→ **WRITTEN EXERCISE**:
Reproduce every record below exactly as written, but leave out any pictures.

→ **INPUT**:
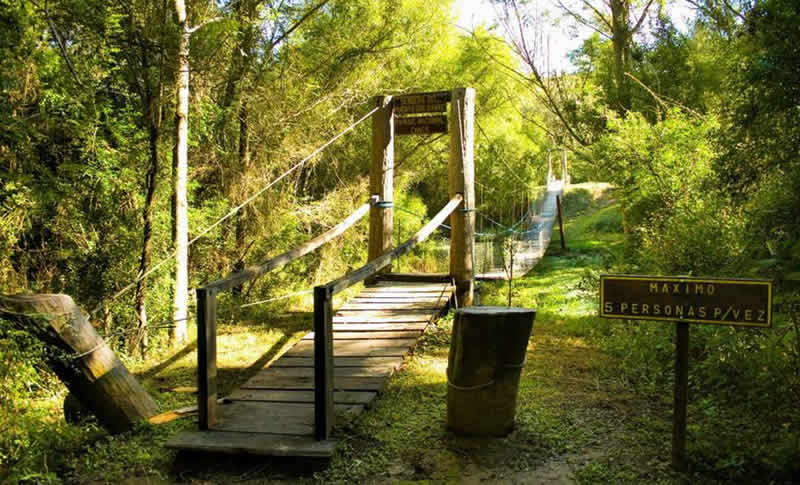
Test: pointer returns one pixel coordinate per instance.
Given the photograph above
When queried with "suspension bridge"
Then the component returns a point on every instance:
(332, 374)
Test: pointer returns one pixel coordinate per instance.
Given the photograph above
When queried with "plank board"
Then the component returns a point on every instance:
(253, 443)
(307, 383)
(277, 418)
(273, 412)
(407, 334)
(341, 362)
(356, 348)
(378, 327)
(398, 298)
(381, 317)
(371, 371)
(267, 395)
(429, 307)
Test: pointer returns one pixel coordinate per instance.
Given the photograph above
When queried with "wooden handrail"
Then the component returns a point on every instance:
(207, 313)
(257, 271)
(381, 262)
(323, 322)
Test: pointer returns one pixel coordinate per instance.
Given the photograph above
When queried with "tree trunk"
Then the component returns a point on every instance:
(81, 359)
(179, 329)
(487, 353)
(140, 337)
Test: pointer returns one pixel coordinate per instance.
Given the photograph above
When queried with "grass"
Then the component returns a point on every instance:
(583, 414)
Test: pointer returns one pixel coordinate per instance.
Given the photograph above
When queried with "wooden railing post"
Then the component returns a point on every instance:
(207, 357)
(461, 180)
(323, 363)
(381, 175)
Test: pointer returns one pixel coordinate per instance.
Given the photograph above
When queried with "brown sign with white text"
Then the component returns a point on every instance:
(718, 301)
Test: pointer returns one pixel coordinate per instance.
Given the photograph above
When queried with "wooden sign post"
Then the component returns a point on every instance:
(684, 300)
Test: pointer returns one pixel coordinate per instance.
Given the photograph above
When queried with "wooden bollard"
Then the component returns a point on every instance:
(81, 358)
(487, 353)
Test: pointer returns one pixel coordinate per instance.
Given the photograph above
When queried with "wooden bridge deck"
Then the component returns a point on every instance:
(273, 412)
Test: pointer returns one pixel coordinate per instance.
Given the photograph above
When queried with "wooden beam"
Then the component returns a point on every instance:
(381, 176)
(461, 180)
(207, 357)
(372, 267)
(323, 363)
(256, 271)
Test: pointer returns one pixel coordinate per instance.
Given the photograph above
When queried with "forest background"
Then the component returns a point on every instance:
(698, 130)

→ **TASK RESPONSE**:
Test: pointer returns one pixel coordinate per instance.
Given the photograph above
When queried with "suspension bridge"
Then the component returns a point on every instance:
(332, 374)
Test: pointer returns one pixel coordinate per instance.
Given the photograph above
When queried with "plank board"
Then the component returns a point on every instance:
(253, 443)
(307, 383)
(277, 418)
(273, 412)
(407, 334)
(341, 362)
(356, 348)
(378, 327)
(398, 298)
(381, 317)
(371, 371)
(267, 395)
(429, 307)
Test: pointer returns one pixel coordinate per instance.
Given the photograph above
When queried with "wooden handrail"
Then the component returns a point on every instance:
(207, 313)
(257, 271)
(381, 262)
(323, 322)
Test: pointer returns one pixel coordinate per instance.
Given the photograph above
When queried with "tree trunk"
Then the component returns a point on every instance:
(81, 359)
(179, 329)
(487, 353)
(140, 337)
Test: pointer returns one pixel coordinate per instance.
Given the photograph above
When queried with "grass"
Then the component returns a point on every instance:
(583, 414)
Test: pointer returns one pixel coordinate per instance.
Given the photograph above
When queried with "wooden railing post"
Then the component returns a point on every instance:
(207, 357)
(461, 180)
(323, 363)
(381, 175)
Test: pointer returns one pixel coordinate per instance.
Given the photograph above
When queried with "brown sign with white text"
Then the component returns a point on every instance:
(718, 301)
Test: pointer returns one pixel coordinate per instance.
Given the photograph above
When queried with "wooden sign post"
Then the component returns a point on every instance:
(684, 300)
Test: pointer returns one pixel coordinate per instance.
Given the photograph above
When queried with "wooden bollard"
Then the component returns a point on every instance:
(81, 358)
(487, 353)
Test: pointer returns one pixel coordinate per instance.
Given the photograph above
When queried with "wooden bridge deck"
Then the component returns a point on every instance:
(273, 412)
Test: pointer returns one pixel coordinate per instance.
Given the photograph above
When queried with "wooden beam"
Then the component returns a point on every instance:
(381, 176)
(461, 180)
(207, 357)
(372, 267)
(323, 363)
(256, 271)
Test: pointer returns one pixel coordinate per instance.
Given the photograph above
When queried with "forest background"
Then the component returns a point on every instance:
(698, 130)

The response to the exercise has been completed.